**EXERCISE PROMPT:** Arrange every line of the records below as a numbered list, skipping blank lines and leaving out the pictures.
+ + + + +
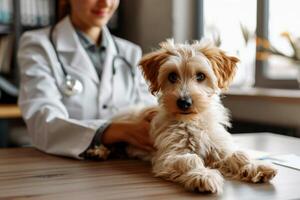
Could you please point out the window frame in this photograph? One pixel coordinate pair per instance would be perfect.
(262, 31)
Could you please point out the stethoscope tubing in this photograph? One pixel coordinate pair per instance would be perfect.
(118, 56)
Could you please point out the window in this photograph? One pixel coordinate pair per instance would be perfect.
(227, 22)
(279, 67)
(223, 22)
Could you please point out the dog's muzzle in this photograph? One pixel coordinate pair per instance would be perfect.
(184, 103)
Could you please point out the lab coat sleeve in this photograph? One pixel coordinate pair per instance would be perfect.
(47, 119)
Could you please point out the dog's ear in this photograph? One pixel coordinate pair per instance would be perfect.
(150, 64)
(224, 66)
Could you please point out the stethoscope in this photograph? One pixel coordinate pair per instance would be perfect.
(72, 86)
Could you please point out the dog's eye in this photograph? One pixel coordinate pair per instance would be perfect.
(172, 77)
(200, 76)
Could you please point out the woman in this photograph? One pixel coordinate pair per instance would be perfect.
(68, 124)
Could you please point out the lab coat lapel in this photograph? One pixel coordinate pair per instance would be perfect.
(107, 75)
(69, 46)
+ + + + +
**OUTPUT BELOW:**
1. Could you please point out the window frame in this photograph? One pixel coordinate pair per instance would be perfect.
2. (262, 31)
3. Could you please point out the stethoscope tubing in this photograph? One pixel coordinate pair per instance would be perfect.
4. (118, 56)
5. Could you please point out the window in this photograph? One pixel coordinate pair per instance would be perfect.
6. (227, 22)
7. (279, 67)
8. (223, 22)
9. Could you please point out the dog's muzzle in this photograph? One pixel coordinate pair per instance would be perfect.
10. (184, 103)
11. Could you please point out the lab coat sleeve in this photograph? One pixel coordinate pair per instance would be perfect.
12. (47, 119)
13. Could you please point out the dog's ear in this photograph? One pixel coordinate pair per instance would be perfect.
14. (150, 64)
15. (224, 66)
16. Could you please point out the stethoscope in this photograph? One pixel coordinate pair per instance would be perfect.
17. (72, 86)
18. Could you please point out the dog's eye in this photograph? One pixel coordinate pair per instance would be perfect.
19. (172, 77)
20. (200, 76)
21. Could you please point out the woman in this photograph? One pixel coordinate pair per instance would be perfect.
22. (68, 124)
23. Could you please point out the lab coat lapel in this photograph? One pixel coordinate pair per instance would be perfect.
24. (107, 75)
25. (69, 46)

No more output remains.